Following approval by the Clinical Research Ethics Committee of Adiyaman University (decision number: 2023/1–5), a retrospective review of data was conducted for patients who underwent surgery for USD at the Urology Department of Adiyaman University between January 2015 and June 2024. All methods were conducted in accordance with the relevant guidelines and regulations. Informed consent was obtained from all patients and/or their legal guardians. Patients aged over 18 years who had undergone percutaneous nephrolithotomy (PCNL), retrograde intrarenal surgery (RIRS), or ureteroscopy (URS) and whose SCs were submitted were included in the study. Patients who did not undergo SC or RPUC analysis, those with contaminated culture results, those for whom standardized NCCT imaging was unavailable, and those with incomplete or inaccessible clinical data were excluded.

(Point-per-instance localization data)
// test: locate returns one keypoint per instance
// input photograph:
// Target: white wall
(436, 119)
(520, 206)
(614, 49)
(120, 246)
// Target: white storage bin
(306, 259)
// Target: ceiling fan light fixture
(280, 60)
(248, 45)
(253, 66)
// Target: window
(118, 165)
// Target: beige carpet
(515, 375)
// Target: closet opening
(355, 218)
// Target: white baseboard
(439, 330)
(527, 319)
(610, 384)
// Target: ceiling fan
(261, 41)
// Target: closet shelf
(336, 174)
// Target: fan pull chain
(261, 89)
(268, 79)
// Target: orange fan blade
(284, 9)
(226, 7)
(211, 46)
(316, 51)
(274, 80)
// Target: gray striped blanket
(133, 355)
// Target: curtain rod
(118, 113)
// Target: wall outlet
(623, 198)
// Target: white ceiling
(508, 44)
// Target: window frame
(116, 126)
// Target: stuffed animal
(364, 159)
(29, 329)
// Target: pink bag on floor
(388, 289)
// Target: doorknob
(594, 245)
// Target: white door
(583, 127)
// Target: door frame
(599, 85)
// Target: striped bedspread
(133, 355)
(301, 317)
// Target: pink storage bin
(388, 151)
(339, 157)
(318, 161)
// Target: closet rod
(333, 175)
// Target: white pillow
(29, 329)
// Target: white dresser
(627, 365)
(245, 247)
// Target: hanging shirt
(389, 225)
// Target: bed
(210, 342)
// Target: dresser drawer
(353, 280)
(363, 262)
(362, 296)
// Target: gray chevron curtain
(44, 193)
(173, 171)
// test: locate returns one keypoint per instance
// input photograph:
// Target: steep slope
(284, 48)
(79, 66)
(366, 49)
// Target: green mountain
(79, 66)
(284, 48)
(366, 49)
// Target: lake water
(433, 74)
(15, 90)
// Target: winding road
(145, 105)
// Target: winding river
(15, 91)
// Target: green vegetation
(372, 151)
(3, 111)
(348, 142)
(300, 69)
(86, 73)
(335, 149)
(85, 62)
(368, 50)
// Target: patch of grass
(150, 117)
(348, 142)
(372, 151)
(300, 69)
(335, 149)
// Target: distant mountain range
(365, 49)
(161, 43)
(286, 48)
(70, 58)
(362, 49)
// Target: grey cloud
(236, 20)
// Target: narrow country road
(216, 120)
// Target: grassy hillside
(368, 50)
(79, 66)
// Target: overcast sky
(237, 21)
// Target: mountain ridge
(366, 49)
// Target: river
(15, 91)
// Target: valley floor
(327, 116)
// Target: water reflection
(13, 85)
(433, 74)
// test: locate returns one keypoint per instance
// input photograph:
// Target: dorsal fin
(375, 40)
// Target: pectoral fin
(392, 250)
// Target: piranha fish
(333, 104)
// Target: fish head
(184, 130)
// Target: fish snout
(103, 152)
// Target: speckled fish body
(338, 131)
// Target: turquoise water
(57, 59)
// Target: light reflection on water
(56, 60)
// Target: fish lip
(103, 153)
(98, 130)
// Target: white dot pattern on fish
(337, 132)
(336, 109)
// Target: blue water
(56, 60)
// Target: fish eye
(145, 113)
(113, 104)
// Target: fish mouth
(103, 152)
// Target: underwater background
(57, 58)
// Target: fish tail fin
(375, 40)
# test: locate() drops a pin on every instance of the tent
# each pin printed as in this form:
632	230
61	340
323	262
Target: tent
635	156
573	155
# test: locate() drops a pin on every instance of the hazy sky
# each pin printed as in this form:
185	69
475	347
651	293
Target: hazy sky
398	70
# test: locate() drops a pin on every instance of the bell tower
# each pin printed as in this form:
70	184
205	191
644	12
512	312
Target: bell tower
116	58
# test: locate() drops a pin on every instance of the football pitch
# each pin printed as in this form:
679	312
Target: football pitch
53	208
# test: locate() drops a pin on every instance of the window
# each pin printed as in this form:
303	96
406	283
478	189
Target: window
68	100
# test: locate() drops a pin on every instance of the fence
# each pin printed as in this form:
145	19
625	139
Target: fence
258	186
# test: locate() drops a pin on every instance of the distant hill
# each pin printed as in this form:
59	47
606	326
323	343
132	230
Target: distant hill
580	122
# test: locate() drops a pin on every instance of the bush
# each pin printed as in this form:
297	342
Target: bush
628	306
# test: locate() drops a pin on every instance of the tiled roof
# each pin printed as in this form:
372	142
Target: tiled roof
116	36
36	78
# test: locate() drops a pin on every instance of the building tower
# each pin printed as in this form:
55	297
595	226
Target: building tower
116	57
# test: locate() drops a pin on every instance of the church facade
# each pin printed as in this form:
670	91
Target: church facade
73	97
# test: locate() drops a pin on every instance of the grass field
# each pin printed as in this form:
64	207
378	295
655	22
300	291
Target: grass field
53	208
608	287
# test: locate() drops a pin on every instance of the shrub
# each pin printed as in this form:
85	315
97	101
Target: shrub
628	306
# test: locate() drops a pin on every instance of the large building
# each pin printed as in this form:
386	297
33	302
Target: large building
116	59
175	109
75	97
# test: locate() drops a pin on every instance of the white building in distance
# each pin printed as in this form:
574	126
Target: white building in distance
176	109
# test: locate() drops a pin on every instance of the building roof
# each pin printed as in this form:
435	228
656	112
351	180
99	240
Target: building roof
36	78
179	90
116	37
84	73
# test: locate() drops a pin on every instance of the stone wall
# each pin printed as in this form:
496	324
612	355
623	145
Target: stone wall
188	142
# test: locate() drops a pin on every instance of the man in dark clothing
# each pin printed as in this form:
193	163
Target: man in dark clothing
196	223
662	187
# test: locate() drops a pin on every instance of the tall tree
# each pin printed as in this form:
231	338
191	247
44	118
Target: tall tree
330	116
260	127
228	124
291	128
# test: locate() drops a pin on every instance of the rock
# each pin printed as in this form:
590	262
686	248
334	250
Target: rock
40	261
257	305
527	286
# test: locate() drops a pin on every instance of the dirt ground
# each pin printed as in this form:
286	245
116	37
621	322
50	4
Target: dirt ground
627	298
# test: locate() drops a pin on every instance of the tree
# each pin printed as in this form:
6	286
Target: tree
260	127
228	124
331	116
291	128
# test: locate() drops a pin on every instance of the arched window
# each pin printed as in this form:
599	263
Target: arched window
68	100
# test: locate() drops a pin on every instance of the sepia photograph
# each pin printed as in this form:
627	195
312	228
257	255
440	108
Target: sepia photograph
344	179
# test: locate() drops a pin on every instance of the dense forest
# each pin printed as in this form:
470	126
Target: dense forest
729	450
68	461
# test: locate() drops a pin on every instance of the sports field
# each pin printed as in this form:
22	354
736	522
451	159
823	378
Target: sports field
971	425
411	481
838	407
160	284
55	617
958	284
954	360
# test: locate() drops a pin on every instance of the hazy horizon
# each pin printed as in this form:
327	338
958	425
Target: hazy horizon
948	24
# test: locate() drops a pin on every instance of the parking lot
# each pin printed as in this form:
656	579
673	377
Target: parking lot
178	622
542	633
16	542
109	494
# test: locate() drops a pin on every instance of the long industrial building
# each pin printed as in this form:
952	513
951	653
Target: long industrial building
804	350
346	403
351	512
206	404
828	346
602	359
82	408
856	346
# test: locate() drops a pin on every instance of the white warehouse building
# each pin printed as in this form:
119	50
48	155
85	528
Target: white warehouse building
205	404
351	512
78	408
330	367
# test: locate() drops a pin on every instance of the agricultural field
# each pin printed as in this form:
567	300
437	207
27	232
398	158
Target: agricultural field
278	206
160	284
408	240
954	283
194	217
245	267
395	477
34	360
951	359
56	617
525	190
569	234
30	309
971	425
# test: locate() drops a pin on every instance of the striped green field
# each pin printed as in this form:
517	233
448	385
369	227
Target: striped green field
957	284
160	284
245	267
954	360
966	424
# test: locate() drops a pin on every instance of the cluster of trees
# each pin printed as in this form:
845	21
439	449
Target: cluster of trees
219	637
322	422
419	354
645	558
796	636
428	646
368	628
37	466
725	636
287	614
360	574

• **What you need to do**:
• a. Retype the part of the study methods passage that opens with the words containing "Following approval by" and closes with "data were excluded.".
• b. According to the study methods passage, during what period did the included patients undergo surgery?
Nothing here draws on the records.

• **Expected results**:
• a.
Following approval by the Clinical Research Ethics Committee of Adiyaman University (decision number: 2023/1–5), a retrospective review of data was conducted for patients who underwent surgery for USD at the Urology Department of Adiyaman University between January 2015 and June 2024. All methods were conducted in accordance with the relevant guidelines and regulations. Informed consent was obtained from all patients and/or their legal guardians. Patients aged over 18 years who had undergone percutaneous nephrolithotomy (PCNL), retrograde intrarenal surgery (RIRS), or ureteroscopy (URS) and whose SCs were submitted were included in the study. Patients who did not undergo SC or RPUC analysis, those with contaminated culture results, those for whom standardized NCCT imaging was unavailable, and those with incomplete or inaccessible clinical data were excluded.

• b. Between January 2015 and June 2024.